Reproduce the listing below in full and without alteration, apart from its pictures.

Entries shown start

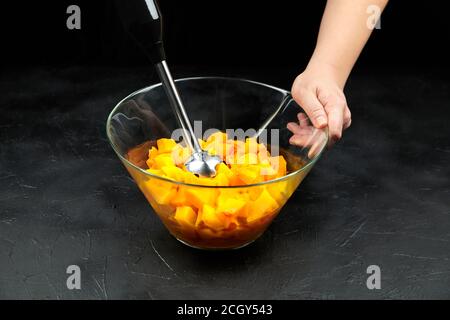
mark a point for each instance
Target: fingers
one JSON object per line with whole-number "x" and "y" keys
{"x": 347, "y": 118}
{"x": 338, "y": 114}
{"x": 312, "y": 106}
{"x": 299, "y": 129}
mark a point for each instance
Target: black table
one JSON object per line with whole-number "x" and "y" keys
{"x": 380, "y": 197}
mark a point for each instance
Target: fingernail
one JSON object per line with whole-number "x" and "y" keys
{"x": 321, "y": 121}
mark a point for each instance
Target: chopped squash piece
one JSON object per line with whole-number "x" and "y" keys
{"x": 212, "y": 219}
{"x": 262, "y": 206}
{"x": 165, "y": 145}
{"x": 163, "y": 160}
{"x": 161, "y": 192}
{"x": 185, "y": 216}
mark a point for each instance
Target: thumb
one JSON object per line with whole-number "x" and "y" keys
{"x": 313, "y": 108}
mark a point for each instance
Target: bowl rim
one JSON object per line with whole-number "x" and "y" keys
{"x": 145, "y": 172}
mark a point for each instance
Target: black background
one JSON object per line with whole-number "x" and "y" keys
{"x": 413, "y": 34}
{"x": 379, "y": 196}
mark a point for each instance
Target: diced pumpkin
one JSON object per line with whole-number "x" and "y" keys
{"x": 161, "y": 192}
{"x": 185, "y": 216}
{"x": 221, "y": 179}
{"x": 249, "y": 174}
{"x": 173, "y": 173}
{"x": 181, "y": 198}
{"x": 279, "y": 164}
{"x": 180, "y": 155}
{"x": 165, "y": 145}
{"x": 207, "y": 212}
{"x": 213, "y": 219}
{"x": 200, "y": 196}
{"x": 229, "y": 205}
{"x": 163, "y": 160}
{"x": 218, "y": 136}
{"x": 262, "y": 206}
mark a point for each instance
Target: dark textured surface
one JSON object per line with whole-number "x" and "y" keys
{"x": 381, "y": 196}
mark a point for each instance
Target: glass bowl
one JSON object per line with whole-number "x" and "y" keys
{"x": 145, "y": 116}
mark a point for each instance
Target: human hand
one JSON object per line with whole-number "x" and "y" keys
{"x": 319, "y": 92}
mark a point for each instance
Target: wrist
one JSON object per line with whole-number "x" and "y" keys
{"x": 328, "y": 69}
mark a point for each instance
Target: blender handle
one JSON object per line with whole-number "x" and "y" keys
{"x": 143, "y": 20}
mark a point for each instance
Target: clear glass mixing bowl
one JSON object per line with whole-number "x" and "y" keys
{"x": 145, "y": 116}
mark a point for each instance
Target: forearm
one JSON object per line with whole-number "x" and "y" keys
{"x": 343, "y": 33}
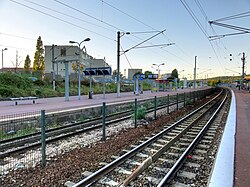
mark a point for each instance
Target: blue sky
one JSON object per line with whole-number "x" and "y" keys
{"x": 100, "y": 20}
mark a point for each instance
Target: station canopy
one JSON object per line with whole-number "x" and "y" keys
{"x": 97, "y": 71}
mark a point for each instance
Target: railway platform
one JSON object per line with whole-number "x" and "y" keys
{"x": 232, "y": 166}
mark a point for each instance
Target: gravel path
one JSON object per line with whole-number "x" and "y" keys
{"x": 86, "y": 151}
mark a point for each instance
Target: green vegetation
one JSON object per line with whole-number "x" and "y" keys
{"x": 21, "y": 132}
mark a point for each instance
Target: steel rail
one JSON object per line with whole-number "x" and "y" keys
{"x": 183, "y": 157}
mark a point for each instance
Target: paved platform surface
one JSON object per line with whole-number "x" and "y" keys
{"x": 242, "y": 153}
{"x": 59, "y": 103}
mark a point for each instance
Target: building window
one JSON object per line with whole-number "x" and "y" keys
{"x": 63, "y": 52}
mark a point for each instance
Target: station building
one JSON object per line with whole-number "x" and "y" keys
{"x": 57, "y": 55}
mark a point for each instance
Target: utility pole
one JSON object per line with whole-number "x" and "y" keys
{"x": 243, "y": 69}
{"x": 118, "y": 64}
{"x": 195, "y": 71}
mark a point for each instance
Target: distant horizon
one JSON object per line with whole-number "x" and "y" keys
{"x": 58, "y": 22}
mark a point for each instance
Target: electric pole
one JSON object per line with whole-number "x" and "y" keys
{"x": 243, "y": 69}
{"x": 53, "y": 67}
{"x": 195, "y": 72}
{"x": 118, "y": 64}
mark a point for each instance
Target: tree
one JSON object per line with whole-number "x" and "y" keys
{"x": 27, "y": 64}
{"x": 39, "y": 64}
{"x": 147, "y": 72}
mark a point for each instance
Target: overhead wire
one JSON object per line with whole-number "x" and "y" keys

Entries shown end

__Answer to the exercise__.
mark a point for each instance
Target: fingers
one JSON object per line with whole-number "x" and "y" keys
{"x": 347, "y": 118}
{"x": 338, "y": 114}
{"x": 312, "y": 106}
{"x": 299, "y": 129}
mark a point for each instance
Target: black table
one JSON object per line with whole-number "x" and "y" keys
{"x": 380, "y": 197}
mark a point for each instance
Target: fingernail
one JSON object per line with whole-number "x" and "y" keys
{"x": 321, "y": 121}
mark a point for each instance
Target: chopped squash piece
one JSON object per line with whole-number "x" and "y" keys
{"x": 212, "y": 219}
{"x": 262, "y": 206}
{"x": 165, "y": 145}
{"x": 163, "y": 160}
{"x": 161, "y": 192}
{"x": 185, "y": 216}
mark a point for each instance
Target: thumb
one JSON object per line with whole-number "x" and "y" keys
{"x": 313, "y": 108}
mark a point for each instance
Target: bowl rim
one JSON object per line with whole-number "x" and "y" keys
{"x": 145, "y": 172}
mark a point for each instance
Target: black background
one JSON object per line with whole-number "x" and "y" keys
{"x": 413, "y": 34}
{"x": 379, "y": 196}
mark a point for each instance
Target: diced pumpkin
one JSON object per line with whole-number "x" and "y" keys
{"x": 161, "y": 192}
{"x": 185, "y": 216}
{"x": 221, "y": 179}
{"x": 249, "y": 174}
{"x": 173, "y": 173}
{"x": 181, "y": 198}
{"x": 279, "y": 164}
{"x": 180, "y": 155}
{"x": 165, "y": 145}
{"x": 207, "y": 212}
{"x": 213, "y": 219}
{"x": 200, "y": 196}
{"x": 229, "y": 205}
{"x": 163, "y": 160}
{"x": 218, "y": 136}
{"x": 262, "y": 206}
mark a point for each instance
Target: dark textured surface
one JSON object per line with whole-number "x" and "y" keys
{"x": 381, "y": 196}
mark a point for each instance
Target: glass bowl
one JSON object per line with whole-number "x" and "y" keys
{"x": 145, "y": 116}
mark a point for each instance
Target: human hand
one JSON object per line with whole-number "x" and "y" keys
{"x": 319, "y": 92}
mark a point for each instance
Target: wrist
one JSON object per line with whole-number "x" and "y" keys
{"x": 328, "y": 69}
mark a point for each instance
Target: blender handle
one JSON object per line with whole-number "x" and "y" keys
{"x": 143, "y": 20}
mark a point for each instance
Target: clear glass mixing bowl
one JSON object per line with whole-number "x" and "y" keys
{"x": 145, "y": 116}
mark a point for each instance
Target: forearm
one JSON object per line with whole-number "x" and "y" keys
{"x": 343, "y": 33}
mark a point for each instance
Target: blue sky
one JSON object per line with whole-number "x" and "y" keys
{"x": 100, "y": 20}
mark a point for each instance
Target: station canopy
one JSON object per line with whole-number "x" and "y" keys
{"x": 97, "y": 71}
mark a point for each instance
Target: railway platform
one JSON object per line with whole-number "x" and "y" keys
{"x": 232, "y": 166}
mark a point for each instance
Target: gravel path
one JSON object per line with whole-number "x" and "y" keys
{"x": 86, "y": 151}
mark a point for each instance
Target: green vegetation
one JSON object per line with whole-number "x" and "y" keys
{"x": 21, "y": 132}
mark a point for each instance
Target: steel rail
one JSON object per line with whole-number "x" and "y" keys
{"x": 183, "y": 157}
mark a point for each instance
Target: paved platform surface
one JSON object per line with whole-number "x" and "y" keys
{"x": 242, "y": 153}
{"x": 59, "y": 103}
mark a point for each instance
Target: building window
one JSON object per line with whole-number "x" and "y" keys
{"x": 63, "y": 52}
mark a point for each instance
Target: station building
one JSON object per line with whole-number "x" and "y" keys
{"x": 57, "y": 55}
mark a point for each instance
Target: utility pole
one JSON object per line with whole-number "x" and "y" keys
{"x": 243, "y": 69}
{"x": 118, "y": 64}
{"x": 195, "y": 71}
mark a point for each instance
Target: distant horizon
one JSON object per line with whole-number "x" and "y" keys
{"x": 58, "y": 22}
mark a point for each instance
Target: electric pole
one JSON object per line with whole-number "x" and "y" keys
{"x": 243, "y": 69}
{"x": 53, "y": 67}
{"x": 195, "y": 72}
{"x": 118, "y": 64}
mark a point for each instance
Target: tree
one JSON object per line with whole-number "x" and "y" keys
{"x": 27, "y": 64}
{"x": 39, "y": 64}
{"x": 147, "y": 72}
mark a point for each instance
Target: overhead wire
one JSON object per line with whole-number "x" and "y" keys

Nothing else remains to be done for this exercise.